WORK TO COMPLETE: Copy out the entries that follow, exactly as written.

DATASET CONTENT:
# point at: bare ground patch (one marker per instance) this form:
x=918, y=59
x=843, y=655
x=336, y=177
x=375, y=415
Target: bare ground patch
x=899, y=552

REPLY:
# point at: bare ground patch (one marker per instance) this form:
x=918, y=59
x=843, y=655
x=336, y=177
x=375, y=415
Target: bare ground patch
x=899, y=552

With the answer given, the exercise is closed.